» **DATA SHOWN**

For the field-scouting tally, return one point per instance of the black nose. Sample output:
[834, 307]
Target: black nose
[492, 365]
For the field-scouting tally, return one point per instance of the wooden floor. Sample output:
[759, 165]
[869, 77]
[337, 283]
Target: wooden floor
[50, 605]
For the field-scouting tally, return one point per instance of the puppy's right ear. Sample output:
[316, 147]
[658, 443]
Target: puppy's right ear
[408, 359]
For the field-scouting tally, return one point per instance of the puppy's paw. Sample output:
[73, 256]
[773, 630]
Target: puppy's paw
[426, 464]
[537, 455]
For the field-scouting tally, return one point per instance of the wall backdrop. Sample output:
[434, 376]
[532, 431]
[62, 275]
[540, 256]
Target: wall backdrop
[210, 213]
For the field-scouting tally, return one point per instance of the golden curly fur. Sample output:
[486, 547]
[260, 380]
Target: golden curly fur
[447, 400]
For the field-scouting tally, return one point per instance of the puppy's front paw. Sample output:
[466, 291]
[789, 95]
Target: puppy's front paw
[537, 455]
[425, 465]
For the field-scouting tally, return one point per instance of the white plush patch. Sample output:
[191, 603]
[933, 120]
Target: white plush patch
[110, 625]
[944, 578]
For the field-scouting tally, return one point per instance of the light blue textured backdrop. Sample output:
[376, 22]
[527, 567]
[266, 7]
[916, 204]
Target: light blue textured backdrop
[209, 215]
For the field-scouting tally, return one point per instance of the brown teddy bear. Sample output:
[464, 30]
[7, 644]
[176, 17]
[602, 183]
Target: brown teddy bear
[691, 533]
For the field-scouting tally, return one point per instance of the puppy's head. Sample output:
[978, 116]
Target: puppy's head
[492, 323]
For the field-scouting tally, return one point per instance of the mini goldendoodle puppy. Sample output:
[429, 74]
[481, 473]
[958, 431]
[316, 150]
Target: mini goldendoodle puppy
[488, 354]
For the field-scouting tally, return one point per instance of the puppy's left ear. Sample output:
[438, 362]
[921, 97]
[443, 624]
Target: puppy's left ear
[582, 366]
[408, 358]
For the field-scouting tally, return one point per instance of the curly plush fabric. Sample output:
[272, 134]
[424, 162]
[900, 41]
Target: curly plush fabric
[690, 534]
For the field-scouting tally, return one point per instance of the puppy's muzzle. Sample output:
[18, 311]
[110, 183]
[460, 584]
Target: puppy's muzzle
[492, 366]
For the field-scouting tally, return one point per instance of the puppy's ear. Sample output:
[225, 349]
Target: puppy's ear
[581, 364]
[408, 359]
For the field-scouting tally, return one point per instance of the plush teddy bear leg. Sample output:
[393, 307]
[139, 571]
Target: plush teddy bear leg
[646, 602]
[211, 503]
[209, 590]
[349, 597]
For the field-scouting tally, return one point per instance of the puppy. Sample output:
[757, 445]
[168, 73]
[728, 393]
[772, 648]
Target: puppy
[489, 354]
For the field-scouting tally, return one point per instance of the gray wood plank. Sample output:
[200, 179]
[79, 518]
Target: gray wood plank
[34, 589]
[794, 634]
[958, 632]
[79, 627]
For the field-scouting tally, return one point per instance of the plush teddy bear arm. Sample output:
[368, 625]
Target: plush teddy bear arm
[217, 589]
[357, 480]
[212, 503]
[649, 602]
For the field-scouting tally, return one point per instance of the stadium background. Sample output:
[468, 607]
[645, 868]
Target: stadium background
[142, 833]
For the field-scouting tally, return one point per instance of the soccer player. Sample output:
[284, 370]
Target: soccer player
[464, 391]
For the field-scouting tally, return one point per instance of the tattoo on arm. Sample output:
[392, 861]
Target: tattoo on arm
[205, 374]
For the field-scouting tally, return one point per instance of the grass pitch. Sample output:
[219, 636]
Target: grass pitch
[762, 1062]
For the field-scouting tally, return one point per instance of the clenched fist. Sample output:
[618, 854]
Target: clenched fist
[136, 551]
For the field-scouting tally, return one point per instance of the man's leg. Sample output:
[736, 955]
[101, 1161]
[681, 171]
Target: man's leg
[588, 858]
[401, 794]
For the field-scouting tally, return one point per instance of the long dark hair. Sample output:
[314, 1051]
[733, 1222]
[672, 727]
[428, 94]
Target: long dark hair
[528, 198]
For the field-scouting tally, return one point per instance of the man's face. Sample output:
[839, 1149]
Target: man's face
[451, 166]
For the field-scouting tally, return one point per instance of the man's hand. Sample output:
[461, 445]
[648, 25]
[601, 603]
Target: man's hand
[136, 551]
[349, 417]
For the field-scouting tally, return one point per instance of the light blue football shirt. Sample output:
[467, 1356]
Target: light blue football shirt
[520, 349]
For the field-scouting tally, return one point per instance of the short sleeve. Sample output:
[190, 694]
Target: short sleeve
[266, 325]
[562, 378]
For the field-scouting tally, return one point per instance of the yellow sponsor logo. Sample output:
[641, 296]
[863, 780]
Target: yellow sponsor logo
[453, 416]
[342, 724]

==

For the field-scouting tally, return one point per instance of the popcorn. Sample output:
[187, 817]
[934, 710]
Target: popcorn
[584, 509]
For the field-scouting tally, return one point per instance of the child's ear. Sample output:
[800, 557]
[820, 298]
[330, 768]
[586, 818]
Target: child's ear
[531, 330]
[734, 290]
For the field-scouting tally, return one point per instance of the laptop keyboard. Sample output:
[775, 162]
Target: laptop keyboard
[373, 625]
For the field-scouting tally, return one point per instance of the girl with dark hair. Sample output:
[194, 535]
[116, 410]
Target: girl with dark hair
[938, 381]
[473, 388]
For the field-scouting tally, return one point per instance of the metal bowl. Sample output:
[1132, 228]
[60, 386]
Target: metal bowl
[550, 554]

* * *

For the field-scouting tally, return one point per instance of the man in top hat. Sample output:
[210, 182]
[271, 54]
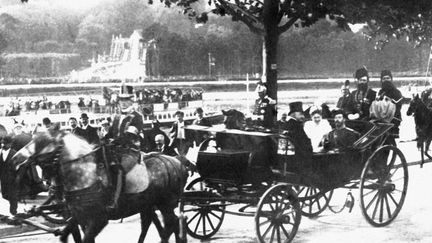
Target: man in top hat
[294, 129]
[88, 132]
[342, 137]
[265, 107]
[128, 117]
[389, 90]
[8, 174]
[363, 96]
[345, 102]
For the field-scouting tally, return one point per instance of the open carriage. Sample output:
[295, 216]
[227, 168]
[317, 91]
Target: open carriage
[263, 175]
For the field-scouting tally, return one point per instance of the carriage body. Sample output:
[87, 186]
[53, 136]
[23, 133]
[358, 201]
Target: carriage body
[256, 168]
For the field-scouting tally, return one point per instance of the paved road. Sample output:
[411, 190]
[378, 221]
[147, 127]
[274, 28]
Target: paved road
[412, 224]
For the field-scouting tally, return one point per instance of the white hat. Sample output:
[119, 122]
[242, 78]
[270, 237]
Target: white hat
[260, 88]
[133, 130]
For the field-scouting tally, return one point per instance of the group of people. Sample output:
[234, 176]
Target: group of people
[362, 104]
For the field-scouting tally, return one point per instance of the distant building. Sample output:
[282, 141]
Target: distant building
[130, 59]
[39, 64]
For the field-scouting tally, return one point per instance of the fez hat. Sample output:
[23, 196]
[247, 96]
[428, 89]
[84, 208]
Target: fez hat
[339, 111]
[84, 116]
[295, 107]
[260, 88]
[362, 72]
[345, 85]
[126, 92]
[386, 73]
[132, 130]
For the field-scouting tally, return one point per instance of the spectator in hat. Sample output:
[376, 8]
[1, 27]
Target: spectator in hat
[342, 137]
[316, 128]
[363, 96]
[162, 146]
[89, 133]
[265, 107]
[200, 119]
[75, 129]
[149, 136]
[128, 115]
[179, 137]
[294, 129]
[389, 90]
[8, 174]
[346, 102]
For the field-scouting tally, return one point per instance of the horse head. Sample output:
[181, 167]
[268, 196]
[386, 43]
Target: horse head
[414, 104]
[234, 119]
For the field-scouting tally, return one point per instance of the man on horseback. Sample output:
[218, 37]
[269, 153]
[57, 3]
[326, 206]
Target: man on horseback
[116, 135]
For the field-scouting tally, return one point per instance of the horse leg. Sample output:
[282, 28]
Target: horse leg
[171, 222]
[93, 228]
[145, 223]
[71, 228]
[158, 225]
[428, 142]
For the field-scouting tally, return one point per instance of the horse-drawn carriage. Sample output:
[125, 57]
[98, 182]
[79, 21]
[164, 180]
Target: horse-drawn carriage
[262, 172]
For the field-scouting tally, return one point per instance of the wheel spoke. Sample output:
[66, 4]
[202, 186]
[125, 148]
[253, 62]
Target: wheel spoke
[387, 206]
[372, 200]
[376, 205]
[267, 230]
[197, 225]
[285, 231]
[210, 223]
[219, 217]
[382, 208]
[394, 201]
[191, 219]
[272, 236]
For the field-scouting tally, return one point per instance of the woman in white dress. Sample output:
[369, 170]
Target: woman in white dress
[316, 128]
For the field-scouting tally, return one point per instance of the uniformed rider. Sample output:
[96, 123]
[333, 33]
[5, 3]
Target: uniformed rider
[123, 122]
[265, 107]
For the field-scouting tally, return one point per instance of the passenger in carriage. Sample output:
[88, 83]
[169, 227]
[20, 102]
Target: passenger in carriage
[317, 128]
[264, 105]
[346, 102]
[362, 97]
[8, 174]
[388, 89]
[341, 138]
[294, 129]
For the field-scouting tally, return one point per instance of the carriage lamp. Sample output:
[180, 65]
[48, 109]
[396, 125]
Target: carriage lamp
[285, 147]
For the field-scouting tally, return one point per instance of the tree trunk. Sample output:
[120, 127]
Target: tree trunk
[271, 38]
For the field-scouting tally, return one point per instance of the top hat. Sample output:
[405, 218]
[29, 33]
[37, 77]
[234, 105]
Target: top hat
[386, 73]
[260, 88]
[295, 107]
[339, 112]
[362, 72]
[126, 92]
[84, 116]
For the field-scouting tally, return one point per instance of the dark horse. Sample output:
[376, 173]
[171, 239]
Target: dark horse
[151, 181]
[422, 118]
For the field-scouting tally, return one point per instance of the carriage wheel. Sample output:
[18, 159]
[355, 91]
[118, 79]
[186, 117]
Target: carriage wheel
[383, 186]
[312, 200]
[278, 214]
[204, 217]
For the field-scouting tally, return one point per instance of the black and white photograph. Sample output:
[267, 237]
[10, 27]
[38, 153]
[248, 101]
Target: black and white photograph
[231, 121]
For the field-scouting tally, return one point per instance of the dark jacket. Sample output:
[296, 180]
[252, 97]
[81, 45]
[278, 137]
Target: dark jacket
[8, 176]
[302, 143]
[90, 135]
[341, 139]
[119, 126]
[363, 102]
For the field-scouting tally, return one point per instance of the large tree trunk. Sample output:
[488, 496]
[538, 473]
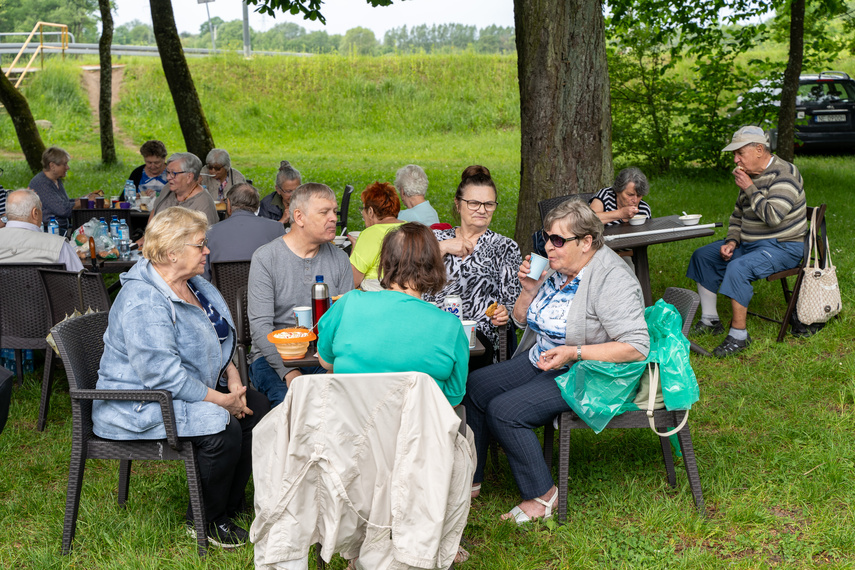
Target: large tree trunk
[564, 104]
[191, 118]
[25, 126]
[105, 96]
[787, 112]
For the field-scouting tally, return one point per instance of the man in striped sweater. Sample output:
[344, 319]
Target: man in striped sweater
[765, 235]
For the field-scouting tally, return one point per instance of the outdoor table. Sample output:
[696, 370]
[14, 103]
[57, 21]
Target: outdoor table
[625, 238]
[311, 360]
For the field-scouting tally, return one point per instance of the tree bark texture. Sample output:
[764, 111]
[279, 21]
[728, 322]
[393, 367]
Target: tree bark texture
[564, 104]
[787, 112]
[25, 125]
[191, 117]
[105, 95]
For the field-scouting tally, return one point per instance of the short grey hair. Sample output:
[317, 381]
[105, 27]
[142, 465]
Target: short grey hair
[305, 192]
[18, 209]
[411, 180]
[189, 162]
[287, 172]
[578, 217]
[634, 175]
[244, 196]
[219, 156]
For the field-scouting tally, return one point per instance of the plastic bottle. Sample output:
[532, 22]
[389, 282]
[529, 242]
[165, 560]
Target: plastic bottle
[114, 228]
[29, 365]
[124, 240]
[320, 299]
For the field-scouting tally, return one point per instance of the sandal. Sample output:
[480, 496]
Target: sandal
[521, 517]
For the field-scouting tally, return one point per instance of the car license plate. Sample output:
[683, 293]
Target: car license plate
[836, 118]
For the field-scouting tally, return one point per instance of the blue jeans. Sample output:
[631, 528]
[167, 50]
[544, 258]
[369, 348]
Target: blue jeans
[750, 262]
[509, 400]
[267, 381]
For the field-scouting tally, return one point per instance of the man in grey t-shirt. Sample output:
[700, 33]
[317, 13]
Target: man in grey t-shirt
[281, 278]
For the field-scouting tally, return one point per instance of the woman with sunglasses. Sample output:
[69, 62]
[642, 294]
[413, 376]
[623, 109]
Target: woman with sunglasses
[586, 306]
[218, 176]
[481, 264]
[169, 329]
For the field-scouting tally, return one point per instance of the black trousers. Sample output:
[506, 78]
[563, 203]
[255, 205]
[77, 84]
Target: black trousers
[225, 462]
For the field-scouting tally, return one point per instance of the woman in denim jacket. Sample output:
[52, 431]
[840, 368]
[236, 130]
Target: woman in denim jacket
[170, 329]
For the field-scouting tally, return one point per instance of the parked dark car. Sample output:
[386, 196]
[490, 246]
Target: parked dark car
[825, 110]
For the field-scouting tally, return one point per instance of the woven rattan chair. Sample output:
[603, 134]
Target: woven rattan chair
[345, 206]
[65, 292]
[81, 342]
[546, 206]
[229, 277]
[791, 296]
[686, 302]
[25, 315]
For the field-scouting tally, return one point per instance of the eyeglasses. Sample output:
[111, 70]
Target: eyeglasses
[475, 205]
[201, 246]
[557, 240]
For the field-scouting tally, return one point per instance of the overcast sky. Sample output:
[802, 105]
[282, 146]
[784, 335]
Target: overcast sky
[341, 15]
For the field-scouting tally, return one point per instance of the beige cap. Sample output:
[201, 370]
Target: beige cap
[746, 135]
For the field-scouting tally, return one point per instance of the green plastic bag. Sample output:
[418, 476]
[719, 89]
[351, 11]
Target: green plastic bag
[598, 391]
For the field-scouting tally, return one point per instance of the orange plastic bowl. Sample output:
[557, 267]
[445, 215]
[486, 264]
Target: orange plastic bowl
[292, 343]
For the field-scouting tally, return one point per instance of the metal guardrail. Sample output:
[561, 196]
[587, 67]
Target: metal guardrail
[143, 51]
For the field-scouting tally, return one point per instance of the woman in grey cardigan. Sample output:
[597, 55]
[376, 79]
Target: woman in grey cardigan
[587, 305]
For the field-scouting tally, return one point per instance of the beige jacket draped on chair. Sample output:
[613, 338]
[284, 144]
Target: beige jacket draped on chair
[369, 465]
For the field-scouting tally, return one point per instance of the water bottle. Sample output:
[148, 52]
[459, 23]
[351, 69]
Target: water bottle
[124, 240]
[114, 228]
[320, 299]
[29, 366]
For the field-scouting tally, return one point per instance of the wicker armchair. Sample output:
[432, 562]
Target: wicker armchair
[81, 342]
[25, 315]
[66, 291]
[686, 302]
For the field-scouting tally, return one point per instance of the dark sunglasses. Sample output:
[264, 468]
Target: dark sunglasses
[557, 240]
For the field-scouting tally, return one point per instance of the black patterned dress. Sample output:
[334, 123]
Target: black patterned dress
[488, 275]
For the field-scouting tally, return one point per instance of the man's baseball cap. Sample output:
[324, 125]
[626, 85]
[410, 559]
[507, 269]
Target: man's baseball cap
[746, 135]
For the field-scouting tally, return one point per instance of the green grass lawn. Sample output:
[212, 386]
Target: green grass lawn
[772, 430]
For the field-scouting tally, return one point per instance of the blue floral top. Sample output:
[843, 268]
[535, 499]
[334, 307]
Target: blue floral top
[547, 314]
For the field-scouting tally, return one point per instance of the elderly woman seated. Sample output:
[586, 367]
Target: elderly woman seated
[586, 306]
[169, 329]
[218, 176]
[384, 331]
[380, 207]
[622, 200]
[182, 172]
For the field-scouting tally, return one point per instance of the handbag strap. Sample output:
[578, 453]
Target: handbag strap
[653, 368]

» **AIM OF THE TASK**
Reproduce only the lines above spanning from the line containing "in white dress." through the line containing "the carriage wheel.", word for word.

» **COMPLETED EXERCISE**
For the field-scouting tally, return one point per instance of the woman in white dress. Sample output:
[369, 170]
Target: woman in white dress
[316, 128]
For the field-scouting tally, return one point per instance of the uniformed rider. Sample output:
[96, 123]
[333, 33]
[5, 3]
Target: uniformed rider
[123, 122]
[265, 107]
For the field-scouting tally, return one point per instance of the passenger in carriage. Sample output:
[88, 83]
[169, 227]
[20, 102]
Target: passenger in carriage
[317, 128]
[264, 105]
[346, 102]
[362, 97]
[8, 174]
[388, 89]
[341, 138]
[294, 129]
For the field-scouting tally, return one point per instance of the carriage lamp. Sample output:
[180, 65]
[48, 109]
[396, 125]
Target: carriage lamp
[285, 147]
For the field-scouting tally, return one point per instance of the tree trunk. Sample output:
[120, 127]
Target: tree trunk
[271, 38]
For the field-scouting tally, return one point per instance of the top hat. Sample output:
[405, 218]
[29, 33]
[37, 77]
[234, 105]
Target: top hat
[386, 73]
[260, 88]
[295, 107]
[339, 112]
[362, 72]
[126, 92]
[84, 116]
For the field-scouting tally, return one point per instance of the dark horse. Sample output:
[376, 173]
[171, 239]
Target: dark horse
[151, 181]
[422, 118]
For the field-scouting tally, return one point per instance of the carriage wheel. Sample output:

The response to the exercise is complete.